- Material for this task:
────────────────────────────────────────

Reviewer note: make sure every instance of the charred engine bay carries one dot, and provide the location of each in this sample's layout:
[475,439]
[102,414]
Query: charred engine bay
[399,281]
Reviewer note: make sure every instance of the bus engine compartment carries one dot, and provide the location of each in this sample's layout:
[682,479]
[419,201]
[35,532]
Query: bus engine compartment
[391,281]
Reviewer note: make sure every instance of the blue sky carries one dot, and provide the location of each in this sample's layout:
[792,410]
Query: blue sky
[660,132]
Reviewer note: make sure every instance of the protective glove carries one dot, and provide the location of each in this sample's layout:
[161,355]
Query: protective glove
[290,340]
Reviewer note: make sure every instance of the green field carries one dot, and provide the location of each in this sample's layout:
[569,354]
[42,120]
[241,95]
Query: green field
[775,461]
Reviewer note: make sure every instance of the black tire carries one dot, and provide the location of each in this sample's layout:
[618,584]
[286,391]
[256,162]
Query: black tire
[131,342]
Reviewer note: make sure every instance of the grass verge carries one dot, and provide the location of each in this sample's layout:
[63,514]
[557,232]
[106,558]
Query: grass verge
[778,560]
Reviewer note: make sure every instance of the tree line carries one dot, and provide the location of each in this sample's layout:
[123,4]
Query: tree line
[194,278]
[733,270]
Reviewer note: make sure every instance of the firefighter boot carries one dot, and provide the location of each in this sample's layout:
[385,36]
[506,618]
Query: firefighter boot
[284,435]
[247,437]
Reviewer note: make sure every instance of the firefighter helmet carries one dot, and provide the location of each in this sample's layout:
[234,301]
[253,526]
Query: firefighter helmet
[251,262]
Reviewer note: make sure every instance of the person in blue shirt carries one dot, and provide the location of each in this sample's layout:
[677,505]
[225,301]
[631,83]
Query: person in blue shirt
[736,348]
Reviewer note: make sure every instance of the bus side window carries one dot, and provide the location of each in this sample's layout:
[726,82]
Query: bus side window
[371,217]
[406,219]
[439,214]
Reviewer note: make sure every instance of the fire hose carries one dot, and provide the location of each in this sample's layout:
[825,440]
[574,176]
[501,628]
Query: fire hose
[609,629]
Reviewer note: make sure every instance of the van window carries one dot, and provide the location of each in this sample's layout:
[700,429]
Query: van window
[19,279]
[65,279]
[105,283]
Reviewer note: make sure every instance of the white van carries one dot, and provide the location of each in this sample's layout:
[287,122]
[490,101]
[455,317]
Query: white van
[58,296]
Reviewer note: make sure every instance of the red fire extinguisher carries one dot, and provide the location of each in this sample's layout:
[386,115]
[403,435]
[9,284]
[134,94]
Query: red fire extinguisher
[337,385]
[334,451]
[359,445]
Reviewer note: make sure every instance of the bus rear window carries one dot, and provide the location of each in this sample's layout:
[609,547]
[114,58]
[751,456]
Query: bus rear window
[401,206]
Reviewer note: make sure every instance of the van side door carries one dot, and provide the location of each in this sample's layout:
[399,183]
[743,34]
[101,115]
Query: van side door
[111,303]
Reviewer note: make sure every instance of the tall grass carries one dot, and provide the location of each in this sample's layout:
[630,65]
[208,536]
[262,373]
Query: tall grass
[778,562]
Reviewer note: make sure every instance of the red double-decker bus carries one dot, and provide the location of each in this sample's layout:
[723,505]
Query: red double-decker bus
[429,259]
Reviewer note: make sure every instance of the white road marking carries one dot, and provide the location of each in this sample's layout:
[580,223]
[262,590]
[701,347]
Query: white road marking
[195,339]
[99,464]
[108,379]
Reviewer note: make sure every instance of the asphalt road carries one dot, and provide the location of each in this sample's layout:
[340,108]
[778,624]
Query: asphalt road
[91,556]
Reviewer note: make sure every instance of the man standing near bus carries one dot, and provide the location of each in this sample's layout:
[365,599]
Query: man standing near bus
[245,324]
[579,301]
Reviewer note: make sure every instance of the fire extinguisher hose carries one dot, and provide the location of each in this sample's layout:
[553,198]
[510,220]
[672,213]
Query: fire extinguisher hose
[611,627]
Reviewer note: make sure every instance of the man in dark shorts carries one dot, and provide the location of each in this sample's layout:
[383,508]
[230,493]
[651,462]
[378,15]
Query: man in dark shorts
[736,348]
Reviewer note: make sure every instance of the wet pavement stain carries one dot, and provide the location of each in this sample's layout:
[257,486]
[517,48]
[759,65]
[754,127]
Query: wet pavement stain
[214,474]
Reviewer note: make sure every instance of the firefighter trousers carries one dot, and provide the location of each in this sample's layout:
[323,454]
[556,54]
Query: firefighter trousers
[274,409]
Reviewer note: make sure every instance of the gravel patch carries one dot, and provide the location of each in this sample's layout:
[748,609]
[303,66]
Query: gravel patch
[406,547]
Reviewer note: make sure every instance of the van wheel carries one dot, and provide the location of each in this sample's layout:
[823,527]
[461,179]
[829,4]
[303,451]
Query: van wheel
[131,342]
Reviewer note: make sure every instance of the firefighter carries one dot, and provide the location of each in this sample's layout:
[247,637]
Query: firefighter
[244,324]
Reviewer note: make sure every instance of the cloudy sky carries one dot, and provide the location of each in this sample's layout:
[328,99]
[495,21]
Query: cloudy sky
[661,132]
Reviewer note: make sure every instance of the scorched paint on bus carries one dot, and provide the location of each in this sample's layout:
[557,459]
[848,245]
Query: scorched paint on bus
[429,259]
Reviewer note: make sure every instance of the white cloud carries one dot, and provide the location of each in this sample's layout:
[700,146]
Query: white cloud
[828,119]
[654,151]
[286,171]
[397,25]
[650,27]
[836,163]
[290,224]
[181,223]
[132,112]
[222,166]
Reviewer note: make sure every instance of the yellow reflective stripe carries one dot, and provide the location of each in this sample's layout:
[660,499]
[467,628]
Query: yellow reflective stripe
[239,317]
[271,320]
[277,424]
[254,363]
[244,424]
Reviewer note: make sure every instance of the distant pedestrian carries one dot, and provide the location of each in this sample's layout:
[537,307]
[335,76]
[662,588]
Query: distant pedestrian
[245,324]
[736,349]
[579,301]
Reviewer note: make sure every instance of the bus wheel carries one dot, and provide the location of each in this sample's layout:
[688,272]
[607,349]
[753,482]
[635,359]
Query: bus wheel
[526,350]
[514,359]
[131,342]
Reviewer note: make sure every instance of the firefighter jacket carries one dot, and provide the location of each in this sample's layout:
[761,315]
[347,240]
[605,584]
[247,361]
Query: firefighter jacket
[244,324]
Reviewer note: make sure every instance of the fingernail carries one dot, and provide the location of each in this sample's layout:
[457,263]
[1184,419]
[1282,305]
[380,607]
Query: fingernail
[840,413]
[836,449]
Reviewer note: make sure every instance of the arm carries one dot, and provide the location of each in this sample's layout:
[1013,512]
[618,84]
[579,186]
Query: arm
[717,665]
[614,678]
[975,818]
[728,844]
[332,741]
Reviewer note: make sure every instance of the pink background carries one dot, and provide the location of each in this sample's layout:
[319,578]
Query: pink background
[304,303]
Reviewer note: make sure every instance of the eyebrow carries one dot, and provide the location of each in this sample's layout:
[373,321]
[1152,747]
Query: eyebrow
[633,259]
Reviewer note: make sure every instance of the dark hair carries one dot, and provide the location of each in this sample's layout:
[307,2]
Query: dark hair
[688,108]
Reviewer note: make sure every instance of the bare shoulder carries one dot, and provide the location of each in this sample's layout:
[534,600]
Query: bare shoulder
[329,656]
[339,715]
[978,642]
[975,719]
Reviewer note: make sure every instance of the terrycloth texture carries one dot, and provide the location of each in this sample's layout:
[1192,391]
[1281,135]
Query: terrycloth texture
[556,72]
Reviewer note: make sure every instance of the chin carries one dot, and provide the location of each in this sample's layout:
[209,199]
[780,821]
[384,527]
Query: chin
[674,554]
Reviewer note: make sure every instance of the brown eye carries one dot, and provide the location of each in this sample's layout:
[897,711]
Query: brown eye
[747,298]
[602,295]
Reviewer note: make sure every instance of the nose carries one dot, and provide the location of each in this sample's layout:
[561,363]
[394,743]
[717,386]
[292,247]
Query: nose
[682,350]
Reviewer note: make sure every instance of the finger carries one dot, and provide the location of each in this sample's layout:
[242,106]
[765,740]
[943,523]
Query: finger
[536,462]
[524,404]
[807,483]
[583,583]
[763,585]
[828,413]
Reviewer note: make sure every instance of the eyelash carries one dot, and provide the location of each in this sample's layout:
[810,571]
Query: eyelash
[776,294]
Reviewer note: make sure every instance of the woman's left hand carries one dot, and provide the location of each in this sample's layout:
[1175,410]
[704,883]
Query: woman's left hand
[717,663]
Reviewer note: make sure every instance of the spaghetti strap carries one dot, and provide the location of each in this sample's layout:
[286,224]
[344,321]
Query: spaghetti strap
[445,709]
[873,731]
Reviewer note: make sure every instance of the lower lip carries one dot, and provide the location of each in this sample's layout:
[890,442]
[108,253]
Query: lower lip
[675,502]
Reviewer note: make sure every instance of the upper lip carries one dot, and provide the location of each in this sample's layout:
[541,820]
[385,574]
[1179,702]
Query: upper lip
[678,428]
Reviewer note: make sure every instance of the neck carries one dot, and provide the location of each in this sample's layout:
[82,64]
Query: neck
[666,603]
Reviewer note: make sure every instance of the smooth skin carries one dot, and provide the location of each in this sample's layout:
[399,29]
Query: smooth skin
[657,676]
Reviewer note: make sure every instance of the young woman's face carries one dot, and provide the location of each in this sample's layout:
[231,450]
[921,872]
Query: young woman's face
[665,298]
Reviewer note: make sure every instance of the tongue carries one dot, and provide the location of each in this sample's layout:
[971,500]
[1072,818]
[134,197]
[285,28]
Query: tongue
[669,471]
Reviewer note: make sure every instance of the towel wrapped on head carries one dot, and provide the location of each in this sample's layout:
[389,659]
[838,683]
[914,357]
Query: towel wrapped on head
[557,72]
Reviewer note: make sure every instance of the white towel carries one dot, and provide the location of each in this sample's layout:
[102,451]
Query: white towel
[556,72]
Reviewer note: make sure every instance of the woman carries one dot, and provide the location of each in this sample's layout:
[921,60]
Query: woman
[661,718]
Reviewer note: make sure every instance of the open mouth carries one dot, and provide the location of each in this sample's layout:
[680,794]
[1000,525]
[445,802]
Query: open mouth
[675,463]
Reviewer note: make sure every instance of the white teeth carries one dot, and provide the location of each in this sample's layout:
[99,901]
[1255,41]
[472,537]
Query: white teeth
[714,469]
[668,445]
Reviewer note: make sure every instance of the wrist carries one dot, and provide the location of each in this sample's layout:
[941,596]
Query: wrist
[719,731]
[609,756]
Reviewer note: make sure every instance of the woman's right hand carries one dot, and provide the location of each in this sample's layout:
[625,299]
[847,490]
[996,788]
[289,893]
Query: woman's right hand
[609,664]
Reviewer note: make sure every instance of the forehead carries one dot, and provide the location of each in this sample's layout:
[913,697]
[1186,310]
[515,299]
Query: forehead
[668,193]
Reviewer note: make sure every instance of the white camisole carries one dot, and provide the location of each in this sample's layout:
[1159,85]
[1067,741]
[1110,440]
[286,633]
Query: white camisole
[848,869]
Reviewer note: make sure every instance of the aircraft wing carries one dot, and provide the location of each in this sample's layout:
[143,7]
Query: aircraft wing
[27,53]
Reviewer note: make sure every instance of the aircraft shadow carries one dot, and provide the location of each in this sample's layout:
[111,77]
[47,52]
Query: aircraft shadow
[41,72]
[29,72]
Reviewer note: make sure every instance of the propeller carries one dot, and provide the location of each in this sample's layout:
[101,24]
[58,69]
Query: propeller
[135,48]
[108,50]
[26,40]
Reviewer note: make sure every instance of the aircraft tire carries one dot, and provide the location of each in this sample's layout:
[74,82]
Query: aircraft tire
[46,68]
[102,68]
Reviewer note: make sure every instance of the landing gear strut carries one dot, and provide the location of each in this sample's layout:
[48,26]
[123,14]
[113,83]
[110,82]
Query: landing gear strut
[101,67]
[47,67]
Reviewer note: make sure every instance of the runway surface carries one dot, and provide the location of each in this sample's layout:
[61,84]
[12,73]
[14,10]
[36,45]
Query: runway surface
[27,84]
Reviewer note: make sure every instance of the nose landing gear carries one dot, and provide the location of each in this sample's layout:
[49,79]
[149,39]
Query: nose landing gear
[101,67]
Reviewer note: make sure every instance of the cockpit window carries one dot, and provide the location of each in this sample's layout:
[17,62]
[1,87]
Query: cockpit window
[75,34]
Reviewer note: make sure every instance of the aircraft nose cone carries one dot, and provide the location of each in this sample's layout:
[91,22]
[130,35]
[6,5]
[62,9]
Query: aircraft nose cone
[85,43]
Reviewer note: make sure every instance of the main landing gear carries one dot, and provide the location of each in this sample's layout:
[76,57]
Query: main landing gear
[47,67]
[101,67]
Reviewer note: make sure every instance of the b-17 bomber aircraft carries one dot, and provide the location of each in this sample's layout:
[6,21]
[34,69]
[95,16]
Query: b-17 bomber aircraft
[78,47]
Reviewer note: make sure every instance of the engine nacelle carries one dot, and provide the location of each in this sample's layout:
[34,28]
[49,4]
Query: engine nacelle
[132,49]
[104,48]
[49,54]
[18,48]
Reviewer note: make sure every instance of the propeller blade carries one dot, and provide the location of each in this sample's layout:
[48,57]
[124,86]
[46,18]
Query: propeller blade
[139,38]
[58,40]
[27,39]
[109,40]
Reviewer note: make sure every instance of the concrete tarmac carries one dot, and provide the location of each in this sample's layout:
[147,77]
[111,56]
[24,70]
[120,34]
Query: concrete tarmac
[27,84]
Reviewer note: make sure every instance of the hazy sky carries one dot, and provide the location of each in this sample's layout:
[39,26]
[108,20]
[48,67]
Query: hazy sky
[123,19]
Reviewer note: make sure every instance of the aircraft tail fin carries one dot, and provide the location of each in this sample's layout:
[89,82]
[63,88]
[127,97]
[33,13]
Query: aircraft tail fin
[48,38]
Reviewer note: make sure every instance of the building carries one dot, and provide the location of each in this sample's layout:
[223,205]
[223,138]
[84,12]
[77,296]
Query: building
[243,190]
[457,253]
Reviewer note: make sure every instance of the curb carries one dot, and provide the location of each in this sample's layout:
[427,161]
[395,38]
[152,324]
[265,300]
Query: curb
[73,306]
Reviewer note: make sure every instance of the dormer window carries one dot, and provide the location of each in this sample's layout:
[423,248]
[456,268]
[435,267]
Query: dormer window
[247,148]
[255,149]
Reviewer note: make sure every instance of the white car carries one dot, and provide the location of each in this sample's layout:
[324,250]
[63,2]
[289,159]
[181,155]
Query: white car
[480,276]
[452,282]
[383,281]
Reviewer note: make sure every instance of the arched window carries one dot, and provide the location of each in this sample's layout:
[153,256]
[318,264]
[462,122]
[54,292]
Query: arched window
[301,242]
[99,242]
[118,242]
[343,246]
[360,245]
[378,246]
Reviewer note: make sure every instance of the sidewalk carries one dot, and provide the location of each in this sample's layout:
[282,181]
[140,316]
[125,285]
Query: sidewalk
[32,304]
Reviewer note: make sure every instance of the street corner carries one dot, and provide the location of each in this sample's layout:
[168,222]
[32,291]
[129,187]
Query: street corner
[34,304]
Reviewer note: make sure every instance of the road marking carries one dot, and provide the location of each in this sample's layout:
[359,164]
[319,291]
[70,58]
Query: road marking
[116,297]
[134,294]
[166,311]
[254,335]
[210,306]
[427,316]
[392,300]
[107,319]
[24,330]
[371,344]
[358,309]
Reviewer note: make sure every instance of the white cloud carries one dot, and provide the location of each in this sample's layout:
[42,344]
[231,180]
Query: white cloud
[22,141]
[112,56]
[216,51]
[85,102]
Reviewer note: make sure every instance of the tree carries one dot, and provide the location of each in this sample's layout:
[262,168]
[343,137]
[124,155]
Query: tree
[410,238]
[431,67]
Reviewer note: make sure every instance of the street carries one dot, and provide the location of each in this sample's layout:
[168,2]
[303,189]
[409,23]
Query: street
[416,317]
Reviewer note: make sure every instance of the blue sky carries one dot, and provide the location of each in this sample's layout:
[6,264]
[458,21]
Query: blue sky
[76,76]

────────────────────────────────────────

- Directions for this task:
Everything starting at the line containing "Query: green field" and ending at the line containing "Reviewer note: make sure every instance of the bus side" in the records above should be repeated exactly, and only that.

- Output:
Query: green field
[775,461]
Reviewer note: make sure every instance of the black tire carries one dot, and provide the location of each in this sample's layout:
[618,584]
[286,391]
[256,162]
Query: black tire
[131,342]
Reviewer note: make sure every instance of the grass verge carries one dot, and provide the location of each in this sample's layout:
[63,514]
[557,232]
[106,558]
Query: grass verge
[778,560]
Reviewer note: make sure every instance of the tree line carries one dot, and provide the location of each in this sample's layout:
[123,4]
Query: tree line
[194,278]
[733,270]
Reviewer note: make sure every instance of the firefighter boot carries one dot, and provide the location of each in this sample's layout:
[385,36]
[506,618]
Query: firefighter boot
[284,435]
[247,437]
Reviewer note: make sure every instance of the firefighter helmet carries one dot, and provide the location of each in this sample's layout:
[234,301]
[253,526]
Query: firefighter helmet
[251,262]
Reviewer note: make sure every instance of the person in blue shirt carries one dot, and provide the location of each in this sample's layout:
[677,505]
[225,301]
[631,83]
Query: person in blue shirt
[736,348]
Reviewer note: make sure every instance of the bus side window carries one dot, and provide the location of each in this sample's layout:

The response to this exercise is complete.